***** Records to process
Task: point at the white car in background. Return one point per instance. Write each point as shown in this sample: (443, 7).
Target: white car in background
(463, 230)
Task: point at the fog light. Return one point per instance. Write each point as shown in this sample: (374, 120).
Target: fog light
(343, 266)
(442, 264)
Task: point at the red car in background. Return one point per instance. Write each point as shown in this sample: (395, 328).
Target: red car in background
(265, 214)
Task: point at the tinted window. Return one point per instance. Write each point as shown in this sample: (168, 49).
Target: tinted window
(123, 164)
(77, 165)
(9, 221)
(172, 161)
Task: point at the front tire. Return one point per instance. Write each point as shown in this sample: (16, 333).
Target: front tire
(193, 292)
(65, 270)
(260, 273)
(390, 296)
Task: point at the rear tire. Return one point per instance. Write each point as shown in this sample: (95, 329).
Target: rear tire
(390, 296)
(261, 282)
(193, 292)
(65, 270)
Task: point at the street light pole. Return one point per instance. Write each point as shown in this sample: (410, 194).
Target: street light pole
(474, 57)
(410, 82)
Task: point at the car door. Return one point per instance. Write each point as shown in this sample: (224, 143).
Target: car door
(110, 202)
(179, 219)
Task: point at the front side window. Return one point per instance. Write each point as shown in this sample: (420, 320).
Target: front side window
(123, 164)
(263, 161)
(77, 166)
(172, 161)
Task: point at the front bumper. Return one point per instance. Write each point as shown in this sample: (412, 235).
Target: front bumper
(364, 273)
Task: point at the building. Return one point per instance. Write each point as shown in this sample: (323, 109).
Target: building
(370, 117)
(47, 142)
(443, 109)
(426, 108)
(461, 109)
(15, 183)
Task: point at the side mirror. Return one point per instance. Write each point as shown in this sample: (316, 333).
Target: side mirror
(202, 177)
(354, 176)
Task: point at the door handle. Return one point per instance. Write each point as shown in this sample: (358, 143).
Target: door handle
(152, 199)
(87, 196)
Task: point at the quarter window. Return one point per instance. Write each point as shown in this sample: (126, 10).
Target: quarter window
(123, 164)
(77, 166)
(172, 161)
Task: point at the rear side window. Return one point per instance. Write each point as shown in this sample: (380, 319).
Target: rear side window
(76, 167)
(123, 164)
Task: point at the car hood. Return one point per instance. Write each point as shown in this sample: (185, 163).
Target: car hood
**********
Work item: Extract the full set of entries word for word.

Exercise result:
Task: point at the white car in background. Return one point per instance. Write each point as shown in this sample: (443, 7).
Target: white car in background
(463, 230)
Task: point at the fog light. Return one point per instance. Write each point as shown in this sample: (374, 120).
Target: fog light
(343, 266)
(442, 264)
Task: point at the red car in background. Return one point per instance. Write each point as shown in this sample: (395, 328).
Target: red car in background
(265, 214)
Task: point at the tinted window. Return one point per instance. Write each point as shown in this sample: (168, 49).
Target: tinted window
(123, 164)
(77, 165)
(9, 221)
(172, 161)
Task: point at the front tire. Return one point per instance. Write each point as shown in this sample: (16, 333).
Target: front tire
(193, 292)
(65, 270)
(260, 273)
(390, 296)
Task: point at the rear tire. Return one point per instance. Write each point as shown in this sample: (95, 329).
Target: rear tire
(390, 296)
(261, 282)
(193, 292)
(65, 270)
Task: point at the street light pole. Return one point per instance. Write each point as shown in this sample: (410, 194).
Target: street light pole
(474, 57)
(410, 82)
Task: point at the car door. Return one point per instance. Write each point as shown in this sample: (224, 143).
Target: car door
(110, 202)
(179, 219)
Task: point at the front side window. Return one point per instance. Write each point as shown in this sample: (420, 320).
Target: front side window
(123, 164)
(263, 161)
(77, 166)
(172, 161)
Task: point at the front bumper. Return one point per instance. Write each point as shown in this sample: (412, 235).
Target: front bumper
(364, 273)
Task: point at the building. Return one point per instance. Write each point as shown in this sample: (323, 109).
Target: building
(370, 117)
(47, 142)
(443, 109)
(426, 108)
(461, 109)
(15, 183)
Task: point at the side mirror. Return one point per instance. Write each point as shown in this sample: (316, 333).
Target: side mirror
(202, 177)
(354, 176)
Task: point at the door handle. Return one point per instance. Write each point as shown in this sample: (358, 143).
Target: door handle
(152, 199)
(87, 196)
Task: point at the quarter window. Return one point per instance. Write each point as shown in this sample: (126, 10).
Target: quarter window
(123, 164)
(77, 166)
(172, 161)
Task: point at the rear side window. Return one point per instance. Write each point as shown in this sample: (380, 319).
Target: rear side window
(76, 167)
(123, 164)
Task: point at the car hood. Return one point per instance. Write each point as shown in this sample: (185, 163).
Target: car hood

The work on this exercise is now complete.